● Page text
* * *

Lysophosphatidic acid (LPA), a bioactive lipid, functions via at least six G protein-coupled receptors, LPA receptors 1-6 (LPA1-6), for various physiological functions. Importantly, LPA5 is important for pain signal transmission in the spinal cord. A study from Nobuhito Murai discovered and identified a novel LPA5 antagonist AS2717638.
Mechanically, AS2717638 bound to the LPA-binding site and selectively inhibited LPA-induced cyclic adenosine monophosphate accumulation in human LPA5- but not LPA1-, 2-, or 3-expressing cells.
In vitro, AS2717638 inhibited LPA-induced cAMP accumulation in CHO cells expressing human LPA5 at IC50 values (95% confidence interval) of 0.038 (0.033-0.043) μM. Additionally, AS2717638 inhibited the binding to three rat receptors (adenosine A1 receptor, non-selective opioid receptor, and μ-opioid receptor) by more than 50%.

* * *

● Provided data

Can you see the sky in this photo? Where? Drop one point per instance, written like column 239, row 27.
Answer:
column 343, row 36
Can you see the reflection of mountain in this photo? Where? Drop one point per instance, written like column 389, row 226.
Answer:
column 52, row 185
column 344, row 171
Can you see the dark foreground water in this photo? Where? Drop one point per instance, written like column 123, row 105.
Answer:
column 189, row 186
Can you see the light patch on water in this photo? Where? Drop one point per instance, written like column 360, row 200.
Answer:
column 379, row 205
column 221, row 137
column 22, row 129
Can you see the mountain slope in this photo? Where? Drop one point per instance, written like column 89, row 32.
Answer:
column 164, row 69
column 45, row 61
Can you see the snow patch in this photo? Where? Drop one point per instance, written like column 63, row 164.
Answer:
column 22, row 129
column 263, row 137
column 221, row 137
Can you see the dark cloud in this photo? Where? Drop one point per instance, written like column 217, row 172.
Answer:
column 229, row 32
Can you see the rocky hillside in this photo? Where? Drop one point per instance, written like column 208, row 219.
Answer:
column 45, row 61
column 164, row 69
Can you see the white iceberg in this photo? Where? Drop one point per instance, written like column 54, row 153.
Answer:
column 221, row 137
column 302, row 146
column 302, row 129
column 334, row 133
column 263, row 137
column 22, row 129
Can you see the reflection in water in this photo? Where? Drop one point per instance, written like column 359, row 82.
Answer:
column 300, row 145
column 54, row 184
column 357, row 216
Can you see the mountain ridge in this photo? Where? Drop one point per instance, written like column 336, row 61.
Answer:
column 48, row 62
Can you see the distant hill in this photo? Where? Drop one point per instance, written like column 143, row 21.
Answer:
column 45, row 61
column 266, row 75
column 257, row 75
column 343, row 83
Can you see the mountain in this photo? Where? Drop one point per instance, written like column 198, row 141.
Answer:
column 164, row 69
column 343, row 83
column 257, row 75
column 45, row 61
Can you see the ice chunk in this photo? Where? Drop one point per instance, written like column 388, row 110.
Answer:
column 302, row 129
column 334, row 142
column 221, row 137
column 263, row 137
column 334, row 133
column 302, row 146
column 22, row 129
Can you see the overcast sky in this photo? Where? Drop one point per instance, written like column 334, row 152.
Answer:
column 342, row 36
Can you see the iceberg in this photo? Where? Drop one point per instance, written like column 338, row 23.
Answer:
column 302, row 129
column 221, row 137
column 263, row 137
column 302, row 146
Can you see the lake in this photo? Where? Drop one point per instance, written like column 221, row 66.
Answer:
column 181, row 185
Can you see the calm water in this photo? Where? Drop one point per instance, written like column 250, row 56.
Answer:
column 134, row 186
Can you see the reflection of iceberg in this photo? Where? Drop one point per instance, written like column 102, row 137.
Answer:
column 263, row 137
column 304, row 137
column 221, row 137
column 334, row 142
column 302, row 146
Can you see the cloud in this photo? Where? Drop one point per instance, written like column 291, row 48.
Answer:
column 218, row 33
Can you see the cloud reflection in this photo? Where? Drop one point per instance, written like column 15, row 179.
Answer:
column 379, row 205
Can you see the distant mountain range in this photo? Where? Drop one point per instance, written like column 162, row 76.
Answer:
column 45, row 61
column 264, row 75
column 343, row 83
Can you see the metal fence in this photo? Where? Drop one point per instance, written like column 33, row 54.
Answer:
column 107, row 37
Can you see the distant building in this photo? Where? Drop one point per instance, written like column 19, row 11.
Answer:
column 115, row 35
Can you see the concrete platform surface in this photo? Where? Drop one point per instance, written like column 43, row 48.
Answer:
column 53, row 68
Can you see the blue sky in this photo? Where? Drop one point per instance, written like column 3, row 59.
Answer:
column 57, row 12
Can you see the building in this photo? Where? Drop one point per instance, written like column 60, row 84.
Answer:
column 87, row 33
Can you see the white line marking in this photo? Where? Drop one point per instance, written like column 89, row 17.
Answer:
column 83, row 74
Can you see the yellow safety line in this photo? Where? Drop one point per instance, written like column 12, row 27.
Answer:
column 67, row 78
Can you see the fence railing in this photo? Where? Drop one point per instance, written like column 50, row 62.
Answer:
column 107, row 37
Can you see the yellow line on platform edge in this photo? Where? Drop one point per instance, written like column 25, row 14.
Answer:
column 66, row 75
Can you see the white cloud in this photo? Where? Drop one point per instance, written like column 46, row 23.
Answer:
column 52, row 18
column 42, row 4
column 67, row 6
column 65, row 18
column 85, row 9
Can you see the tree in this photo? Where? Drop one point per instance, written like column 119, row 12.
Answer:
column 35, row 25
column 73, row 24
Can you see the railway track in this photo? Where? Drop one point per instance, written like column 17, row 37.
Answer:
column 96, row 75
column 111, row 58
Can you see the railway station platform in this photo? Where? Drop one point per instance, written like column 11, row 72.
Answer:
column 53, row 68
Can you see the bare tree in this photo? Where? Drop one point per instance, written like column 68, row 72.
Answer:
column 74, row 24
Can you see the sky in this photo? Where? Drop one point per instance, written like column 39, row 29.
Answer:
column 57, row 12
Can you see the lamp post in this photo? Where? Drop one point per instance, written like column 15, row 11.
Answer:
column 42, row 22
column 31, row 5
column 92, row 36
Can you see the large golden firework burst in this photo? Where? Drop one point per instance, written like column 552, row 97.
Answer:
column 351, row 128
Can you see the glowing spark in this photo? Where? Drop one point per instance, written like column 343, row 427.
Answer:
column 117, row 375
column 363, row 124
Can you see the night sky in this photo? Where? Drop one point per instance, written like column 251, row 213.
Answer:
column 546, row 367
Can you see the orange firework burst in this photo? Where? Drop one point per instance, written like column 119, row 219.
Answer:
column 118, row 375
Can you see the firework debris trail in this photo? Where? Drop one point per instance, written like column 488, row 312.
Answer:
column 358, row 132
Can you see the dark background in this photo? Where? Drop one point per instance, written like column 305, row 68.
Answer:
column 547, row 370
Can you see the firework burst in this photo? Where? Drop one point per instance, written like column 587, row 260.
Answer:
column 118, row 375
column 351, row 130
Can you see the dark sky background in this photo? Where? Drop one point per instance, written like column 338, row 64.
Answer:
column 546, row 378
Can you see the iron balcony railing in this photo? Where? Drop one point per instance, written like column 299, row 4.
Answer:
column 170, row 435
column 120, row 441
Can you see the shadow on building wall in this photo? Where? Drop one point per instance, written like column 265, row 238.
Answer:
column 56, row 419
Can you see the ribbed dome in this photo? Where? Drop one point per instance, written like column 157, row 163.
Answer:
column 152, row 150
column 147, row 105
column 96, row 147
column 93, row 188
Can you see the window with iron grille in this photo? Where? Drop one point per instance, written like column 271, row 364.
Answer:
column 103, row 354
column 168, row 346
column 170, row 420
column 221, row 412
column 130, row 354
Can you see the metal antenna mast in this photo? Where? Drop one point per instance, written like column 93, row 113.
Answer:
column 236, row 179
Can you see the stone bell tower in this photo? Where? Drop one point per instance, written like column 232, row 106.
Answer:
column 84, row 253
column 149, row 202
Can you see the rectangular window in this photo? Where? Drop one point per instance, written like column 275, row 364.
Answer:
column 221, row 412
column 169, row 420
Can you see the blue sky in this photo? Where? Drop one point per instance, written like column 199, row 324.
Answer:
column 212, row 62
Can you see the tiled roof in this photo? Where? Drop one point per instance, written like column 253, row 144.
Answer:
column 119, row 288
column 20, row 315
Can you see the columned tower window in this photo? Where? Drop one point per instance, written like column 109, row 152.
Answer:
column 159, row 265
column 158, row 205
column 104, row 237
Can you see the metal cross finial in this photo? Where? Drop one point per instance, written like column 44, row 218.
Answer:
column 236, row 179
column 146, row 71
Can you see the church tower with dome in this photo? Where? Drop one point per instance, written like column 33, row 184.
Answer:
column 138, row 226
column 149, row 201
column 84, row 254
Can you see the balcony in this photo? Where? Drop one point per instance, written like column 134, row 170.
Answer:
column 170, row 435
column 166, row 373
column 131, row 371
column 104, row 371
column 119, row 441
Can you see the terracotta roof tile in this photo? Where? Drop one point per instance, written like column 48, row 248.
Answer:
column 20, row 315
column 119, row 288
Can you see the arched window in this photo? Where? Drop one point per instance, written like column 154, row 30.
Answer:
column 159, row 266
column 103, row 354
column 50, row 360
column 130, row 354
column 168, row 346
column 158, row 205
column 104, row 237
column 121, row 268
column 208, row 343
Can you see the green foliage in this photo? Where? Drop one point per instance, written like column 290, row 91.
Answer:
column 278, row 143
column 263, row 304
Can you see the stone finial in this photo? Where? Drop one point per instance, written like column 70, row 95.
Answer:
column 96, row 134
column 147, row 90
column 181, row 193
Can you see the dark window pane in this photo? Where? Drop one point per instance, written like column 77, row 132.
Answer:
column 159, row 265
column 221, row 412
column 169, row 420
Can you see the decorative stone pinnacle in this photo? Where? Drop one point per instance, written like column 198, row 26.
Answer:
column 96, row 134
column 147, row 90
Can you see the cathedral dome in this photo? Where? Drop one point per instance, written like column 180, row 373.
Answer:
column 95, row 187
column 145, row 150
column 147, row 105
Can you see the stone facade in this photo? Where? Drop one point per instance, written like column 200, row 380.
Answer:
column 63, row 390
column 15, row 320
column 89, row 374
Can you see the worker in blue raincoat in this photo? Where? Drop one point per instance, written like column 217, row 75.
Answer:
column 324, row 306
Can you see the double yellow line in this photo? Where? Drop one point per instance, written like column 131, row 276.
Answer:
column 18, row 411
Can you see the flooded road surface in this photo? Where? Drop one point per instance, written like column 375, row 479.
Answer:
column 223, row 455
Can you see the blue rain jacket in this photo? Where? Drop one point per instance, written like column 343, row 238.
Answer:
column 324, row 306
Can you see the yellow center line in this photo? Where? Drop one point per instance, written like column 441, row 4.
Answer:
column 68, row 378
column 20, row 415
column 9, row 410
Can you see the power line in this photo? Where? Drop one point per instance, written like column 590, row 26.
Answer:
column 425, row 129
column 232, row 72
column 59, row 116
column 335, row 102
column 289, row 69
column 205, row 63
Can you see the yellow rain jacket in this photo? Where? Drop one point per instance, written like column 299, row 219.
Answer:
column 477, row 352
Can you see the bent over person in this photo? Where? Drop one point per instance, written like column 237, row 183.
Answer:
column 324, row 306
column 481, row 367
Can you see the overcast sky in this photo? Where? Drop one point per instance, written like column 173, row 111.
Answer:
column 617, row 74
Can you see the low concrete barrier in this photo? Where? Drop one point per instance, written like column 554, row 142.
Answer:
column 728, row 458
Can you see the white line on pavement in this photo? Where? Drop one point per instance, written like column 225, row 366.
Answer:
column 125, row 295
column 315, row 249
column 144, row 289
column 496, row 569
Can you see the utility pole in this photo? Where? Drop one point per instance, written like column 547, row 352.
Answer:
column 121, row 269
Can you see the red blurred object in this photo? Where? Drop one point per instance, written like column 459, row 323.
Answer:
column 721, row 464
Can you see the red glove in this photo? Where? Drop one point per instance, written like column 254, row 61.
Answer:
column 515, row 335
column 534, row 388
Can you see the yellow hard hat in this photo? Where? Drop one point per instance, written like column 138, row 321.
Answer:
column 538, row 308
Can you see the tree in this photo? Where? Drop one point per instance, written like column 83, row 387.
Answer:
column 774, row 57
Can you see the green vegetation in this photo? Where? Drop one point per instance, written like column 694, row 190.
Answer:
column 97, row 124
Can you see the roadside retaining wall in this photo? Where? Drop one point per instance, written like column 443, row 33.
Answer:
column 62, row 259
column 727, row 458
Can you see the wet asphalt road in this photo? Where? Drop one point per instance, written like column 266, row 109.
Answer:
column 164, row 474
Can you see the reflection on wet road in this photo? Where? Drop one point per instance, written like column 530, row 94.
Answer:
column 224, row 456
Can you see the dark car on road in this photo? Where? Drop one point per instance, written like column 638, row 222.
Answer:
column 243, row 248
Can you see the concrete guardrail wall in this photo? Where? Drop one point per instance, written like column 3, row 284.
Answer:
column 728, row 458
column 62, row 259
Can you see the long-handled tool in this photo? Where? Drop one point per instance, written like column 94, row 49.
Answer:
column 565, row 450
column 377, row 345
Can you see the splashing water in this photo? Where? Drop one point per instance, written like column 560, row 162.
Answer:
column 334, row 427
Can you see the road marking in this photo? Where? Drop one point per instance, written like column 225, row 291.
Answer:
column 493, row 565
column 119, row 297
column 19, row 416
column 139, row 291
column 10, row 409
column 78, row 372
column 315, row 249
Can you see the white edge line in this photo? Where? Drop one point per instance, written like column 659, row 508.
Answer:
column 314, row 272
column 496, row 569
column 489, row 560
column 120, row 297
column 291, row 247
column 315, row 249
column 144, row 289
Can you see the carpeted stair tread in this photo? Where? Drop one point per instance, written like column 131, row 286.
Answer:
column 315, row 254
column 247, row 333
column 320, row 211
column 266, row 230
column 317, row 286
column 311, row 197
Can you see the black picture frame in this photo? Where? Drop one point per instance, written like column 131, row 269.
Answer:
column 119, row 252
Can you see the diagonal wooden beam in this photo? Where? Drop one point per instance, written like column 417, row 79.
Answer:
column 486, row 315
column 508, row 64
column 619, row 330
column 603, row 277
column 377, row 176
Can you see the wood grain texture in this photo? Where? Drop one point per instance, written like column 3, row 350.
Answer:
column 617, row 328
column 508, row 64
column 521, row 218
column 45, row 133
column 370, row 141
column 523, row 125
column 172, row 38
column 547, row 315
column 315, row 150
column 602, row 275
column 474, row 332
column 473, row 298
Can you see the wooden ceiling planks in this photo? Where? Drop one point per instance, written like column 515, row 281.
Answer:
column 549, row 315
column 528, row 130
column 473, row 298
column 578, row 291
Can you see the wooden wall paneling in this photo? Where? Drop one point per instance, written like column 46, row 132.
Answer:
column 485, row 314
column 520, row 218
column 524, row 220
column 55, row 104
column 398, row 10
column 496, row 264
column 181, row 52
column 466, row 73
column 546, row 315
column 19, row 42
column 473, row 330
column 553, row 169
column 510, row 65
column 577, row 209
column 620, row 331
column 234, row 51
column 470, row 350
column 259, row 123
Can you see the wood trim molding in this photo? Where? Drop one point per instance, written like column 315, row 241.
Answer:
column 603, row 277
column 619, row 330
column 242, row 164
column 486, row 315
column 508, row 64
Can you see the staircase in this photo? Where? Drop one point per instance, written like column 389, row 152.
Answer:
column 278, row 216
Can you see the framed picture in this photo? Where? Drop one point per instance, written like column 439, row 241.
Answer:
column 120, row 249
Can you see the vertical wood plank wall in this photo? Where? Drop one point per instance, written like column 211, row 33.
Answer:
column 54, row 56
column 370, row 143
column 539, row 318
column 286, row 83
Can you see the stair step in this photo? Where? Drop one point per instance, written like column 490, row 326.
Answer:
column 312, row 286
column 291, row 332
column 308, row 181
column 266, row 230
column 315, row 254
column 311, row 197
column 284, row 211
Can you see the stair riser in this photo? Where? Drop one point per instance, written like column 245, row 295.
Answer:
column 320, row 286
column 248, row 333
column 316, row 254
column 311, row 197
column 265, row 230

* * *

● Actions to take
A. Duplicate the part of the AS2717638 text starting at "Lysophosphatidic acid (LPA), a" and ending at "LPA5 antagonist AS2717638.".
B. Based on the AS2717638 text, answer yes or no to each statement and quote the words that settle it. (i) AS2717638 inhibited LPA-induced cAMP accumulation in cells expressing LPA1. (ii) LPA acts through at least six G protein-coupled receptors. (iii) The in vitro cAMP tests used CHO cells expressing human LPA5.

● Responses in order
A.
Lysophosphatidic acid (LPA), a bioactive lipid, functions via at least six G protein-coupled receptors, LPA receptors 1-6 (LPA1-6), for various physiological functions. Importantly, LPA5 is important for pain signal transmission in the spinal cord. A study from Nobuhito Murai discovered and identified a novel LPA5 antagonist AS2717638.

B.
(i) No: "selectively inhibited LPA-induced cyclic adenosine monophosphate accumulation in human LPA5- but not LPA1-, 2-, or 3-expressing cells"
(ii) Yes: "functions via at least six G protein-coupled receptors"
(iii) Yes: "inhibited LPA-induced cAMP accumulation in CHO cells expressing human LPA5"